Document section START

A new study suggests that Covid-19 may cause high blood pressure in individuals who were previously unaffected by the disorder. The research, which analyzed the records of patients in the Bronx, found that a significant number of individuals without a history of hypertension developed high blood pressure within six months of being hospitalized with Covid-19. The study also revealed that people over 40, men, Black adults, and those with pre-existing conditions had an elevated risk of developing the condition.
The study, published in the journal Hypertension, compared the rates of high blood pressure among patients hospitalized with Covid-19 and influenza. It found that 21% of people hospitalized with Covid-19 and 11% of those who were not hospitalized for Covid-19 developed high blood pressure after six months. In comparison, 16% of people hospitalized with flu and 4% of those not hospitalized for flu developed high blood pressure.
The senior author of the study, Dr. Tim Q Duong, expressed concern over the statistics and emphasized the need to screen at-risk patients for hypertension after Covid-19 illness. Early identification and treatment of hypertension-related complications can help prevent cardiovascular and kidney diseases.

Document section END
Data listing START

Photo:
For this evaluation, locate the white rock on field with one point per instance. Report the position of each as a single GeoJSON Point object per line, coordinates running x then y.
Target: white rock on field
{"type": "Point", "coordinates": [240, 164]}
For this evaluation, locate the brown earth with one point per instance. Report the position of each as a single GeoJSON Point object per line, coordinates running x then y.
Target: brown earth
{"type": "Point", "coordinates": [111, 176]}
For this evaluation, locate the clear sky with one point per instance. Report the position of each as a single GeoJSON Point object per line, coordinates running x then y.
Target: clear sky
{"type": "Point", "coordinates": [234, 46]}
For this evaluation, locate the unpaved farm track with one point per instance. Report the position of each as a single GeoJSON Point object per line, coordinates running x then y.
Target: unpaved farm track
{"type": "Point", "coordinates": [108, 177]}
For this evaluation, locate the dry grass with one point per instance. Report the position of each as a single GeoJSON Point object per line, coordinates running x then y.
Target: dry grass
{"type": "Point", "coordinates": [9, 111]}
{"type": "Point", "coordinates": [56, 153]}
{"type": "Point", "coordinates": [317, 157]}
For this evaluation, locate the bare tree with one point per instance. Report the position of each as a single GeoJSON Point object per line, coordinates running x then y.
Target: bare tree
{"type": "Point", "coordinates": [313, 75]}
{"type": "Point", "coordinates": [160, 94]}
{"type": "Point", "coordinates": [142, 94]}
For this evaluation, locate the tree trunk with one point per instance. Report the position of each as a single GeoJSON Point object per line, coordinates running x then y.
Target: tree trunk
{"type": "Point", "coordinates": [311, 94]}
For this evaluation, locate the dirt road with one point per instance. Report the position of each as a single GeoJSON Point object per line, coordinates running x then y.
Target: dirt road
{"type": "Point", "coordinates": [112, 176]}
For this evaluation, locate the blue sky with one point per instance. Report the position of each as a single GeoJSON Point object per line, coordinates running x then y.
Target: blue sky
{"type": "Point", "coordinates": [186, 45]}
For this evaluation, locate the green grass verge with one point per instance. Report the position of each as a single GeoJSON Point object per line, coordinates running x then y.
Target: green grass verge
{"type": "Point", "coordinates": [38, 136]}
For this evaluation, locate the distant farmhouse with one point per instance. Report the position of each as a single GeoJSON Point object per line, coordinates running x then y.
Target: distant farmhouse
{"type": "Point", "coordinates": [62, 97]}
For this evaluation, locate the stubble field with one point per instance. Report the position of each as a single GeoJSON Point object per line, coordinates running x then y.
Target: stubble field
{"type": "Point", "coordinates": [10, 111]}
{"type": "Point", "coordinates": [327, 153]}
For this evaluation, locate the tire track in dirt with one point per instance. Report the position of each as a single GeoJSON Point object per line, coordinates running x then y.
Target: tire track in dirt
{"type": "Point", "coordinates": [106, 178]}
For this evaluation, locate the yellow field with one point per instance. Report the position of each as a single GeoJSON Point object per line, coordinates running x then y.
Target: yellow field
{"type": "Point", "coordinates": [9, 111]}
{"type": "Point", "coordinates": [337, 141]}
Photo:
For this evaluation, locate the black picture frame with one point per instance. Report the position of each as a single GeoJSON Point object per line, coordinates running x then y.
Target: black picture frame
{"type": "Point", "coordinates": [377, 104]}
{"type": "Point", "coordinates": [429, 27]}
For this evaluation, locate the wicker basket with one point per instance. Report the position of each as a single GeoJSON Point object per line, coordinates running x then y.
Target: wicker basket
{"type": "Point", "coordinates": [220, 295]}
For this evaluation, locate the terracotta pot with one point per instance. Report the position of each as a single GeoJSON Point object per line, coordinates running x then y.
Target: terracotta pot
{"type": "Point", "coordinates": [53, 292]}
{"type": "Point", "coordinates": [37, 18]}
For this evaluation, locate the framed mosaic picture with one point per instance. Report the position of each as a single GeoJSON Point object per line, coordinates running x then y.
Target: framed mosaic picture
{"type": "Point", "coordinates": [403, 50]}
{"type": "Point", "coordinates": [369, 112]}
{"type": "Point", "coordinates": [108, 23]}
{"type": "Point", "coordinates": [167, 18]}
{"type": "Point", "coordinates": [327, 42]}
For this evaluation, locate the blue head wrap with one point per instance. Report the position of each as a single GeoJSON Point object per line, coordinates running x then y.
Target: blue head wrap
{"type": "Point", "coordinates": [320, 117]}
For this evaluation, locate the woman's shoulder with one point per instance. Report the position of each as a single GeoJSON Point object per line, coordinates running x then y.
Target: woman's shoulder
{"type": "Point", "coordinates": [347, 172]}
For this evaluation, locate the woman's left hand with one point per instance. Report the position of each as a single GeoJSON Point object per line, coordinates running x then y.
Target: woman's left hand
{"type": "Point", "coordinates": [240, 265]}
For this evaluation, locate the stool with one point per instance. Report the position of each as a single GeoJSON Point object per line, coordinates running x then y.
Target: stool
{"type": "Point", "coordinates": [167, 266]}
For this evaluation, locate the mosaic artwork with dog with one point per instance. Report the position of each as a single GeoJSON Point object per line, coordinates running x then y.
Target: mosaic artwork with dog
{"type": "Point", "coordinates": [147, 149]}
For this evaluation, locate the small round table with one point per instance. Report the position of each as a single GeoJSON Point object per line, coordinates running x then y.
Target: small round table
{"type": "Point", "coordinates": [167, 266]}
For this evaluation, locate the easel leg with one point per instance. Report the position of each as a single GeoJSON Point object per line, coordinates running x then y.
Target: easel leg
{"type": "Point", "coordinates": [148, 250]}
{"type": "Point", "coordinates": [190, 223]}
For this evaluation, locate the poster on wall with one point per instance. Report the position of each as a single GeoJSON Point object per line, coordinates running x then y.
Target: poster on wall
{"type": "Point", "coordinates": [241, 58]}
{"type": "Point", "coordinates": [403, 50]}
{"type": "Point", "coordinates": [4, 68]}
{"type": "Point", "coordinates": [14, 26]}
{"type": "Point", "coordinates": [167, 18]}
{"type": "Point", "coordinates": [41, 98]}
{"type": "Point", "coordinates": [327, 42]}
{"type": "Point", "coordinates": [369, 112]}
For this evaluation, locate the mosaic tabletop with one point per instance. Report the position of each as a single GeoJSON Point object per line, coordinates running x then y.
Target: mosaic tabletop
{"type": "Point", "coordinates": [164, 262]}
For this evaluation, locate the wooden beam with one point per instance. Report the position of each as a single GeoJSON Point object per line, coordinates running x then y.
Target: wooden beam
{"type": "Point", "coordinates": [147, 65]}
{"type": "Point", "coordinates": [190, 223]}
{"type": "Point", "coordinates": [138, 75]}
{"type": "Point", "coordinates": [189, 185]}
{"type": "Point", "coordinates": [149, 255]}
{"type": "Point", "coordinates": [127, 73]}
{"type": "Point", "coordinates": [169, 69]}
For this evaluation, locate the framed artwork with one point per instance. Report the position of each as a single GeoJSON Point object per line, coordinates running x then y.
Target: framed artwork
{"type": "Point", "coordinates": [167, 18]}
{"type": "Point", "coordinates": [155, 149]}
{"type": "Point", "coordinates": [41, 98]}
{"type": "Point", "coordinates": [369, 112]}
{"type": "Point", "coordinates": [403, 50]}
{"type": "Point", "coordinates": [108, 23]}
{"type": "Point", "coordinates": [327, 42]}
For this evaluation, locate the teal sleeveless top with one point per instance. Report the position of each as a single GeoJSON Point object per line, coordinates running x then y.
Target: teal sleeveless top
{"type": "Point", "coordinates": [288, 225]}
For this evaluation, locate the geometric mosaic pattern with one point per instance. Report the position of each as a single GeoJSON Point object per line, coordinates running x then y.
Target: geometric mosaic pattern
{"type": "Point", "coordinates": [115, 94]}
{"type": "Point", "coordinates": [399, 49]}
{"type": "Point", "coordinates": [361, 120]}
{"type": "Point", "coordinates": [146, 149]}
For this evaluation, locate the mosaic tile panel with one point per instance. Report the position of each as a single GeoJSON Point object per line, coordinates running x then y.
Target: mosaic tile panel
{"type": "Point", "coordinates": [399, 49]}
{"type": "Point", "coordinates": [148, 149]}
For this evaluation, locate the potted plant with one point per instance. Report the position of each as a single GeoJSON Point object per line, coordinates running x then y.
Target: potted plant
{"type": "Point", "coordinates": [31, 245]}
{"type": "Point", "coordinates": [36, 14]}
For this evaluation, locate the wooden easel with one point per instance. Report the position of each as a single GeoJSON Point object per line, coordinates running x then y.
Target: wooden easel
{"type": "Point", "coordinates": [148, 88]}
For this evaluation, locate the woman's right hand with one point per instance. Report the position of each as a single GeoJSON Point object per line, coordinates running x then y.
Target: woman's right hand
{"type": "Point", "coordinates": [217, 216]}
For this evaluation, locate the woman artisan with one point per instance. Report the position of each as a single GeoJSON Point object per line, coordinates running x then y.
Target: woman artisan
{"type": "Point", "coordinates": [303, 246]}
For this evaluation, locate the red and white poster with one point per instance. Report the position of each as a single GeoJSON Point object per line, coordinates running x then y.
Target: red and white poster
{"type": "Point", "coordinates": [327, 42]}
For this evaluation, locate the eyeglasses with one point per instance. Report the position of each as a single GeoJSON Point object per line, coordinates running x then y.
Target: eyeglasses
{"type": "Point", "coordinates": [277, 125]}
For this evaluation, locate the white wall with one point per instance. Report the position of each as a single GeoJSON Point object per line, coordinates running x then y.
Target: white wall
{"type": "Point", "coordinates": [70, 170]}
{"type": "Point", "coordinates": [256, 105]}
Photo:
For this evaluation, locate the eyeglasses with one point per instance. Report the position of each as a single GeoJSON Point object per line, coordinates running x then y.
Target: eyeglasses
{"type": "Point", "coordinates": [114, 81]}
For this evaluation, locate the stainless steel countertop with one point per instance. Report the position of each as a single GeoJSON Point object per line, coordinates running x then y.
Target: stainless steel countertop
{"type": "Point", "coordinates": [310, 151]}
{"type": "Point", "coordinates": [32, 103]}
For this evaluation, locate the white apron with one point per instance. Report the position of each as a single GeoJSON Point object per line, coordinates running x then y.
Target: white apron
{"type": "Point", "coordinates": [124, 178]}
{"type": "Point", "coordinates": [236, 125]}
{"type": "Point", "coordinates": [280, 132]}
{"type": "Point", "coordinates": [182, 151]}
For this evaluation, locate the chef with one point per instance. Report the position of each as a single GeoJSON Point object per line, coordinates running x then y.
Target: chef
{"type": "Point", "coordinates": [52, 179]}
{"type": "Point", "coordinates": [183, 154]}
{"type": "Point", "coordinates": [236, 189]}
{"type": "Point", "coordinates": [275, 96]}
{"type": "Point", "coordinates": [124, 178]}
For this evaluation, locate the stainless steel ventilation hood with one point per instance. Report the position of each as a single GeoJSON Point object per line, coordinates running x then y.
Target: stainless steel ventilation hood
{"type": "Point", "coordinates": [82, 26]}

Data listing END

● **To do**:
A - From the Covid-19 and blood pressure study text, extract the passage starting with "The senior author" and going on through "and kidney diseases.".
B - Continue the Covid-19 and high blood pressure article from where it stops.
The records can be set aside.

● **Answers given**:
A -
The senior author of the study, Dr. Tim Q Duong, expressed concern over the statistics and emphasized the need to screen at-risk patients for hypertension after Covid-19 illness. Early identification and treatment of hypertension-related complications can help prevent cardiovascular and kidney diseases.

B -
The authors did note that the study participants primarily came from communities with low socioeconomic status, which may have increased their susceptibility to developing high blood pressure after Covid-19. Other factors such as isolation, psychosocial stress, reduced physical activity, unhealthy diet, and weight gain during the pandemic may have also contributed to the development of high blood pressure.
Dr. Duong also highlighted that Covid-19 tends to be more severe in patients who already have high blood pressure. The study concluded by emphasizing the need for further research to determine if Covid-related high blood pressure resolves on its own or has a long-lasting effect on patient health and the healthcare system.
Monitoring blood pressure is crucial, and healthy blood pressure readings should be no higher than 120/80. Readings between 121/81 and 139/89 suggest an individual is at risk of hypertension, while a reading above 140/90 is considered high blood pressure.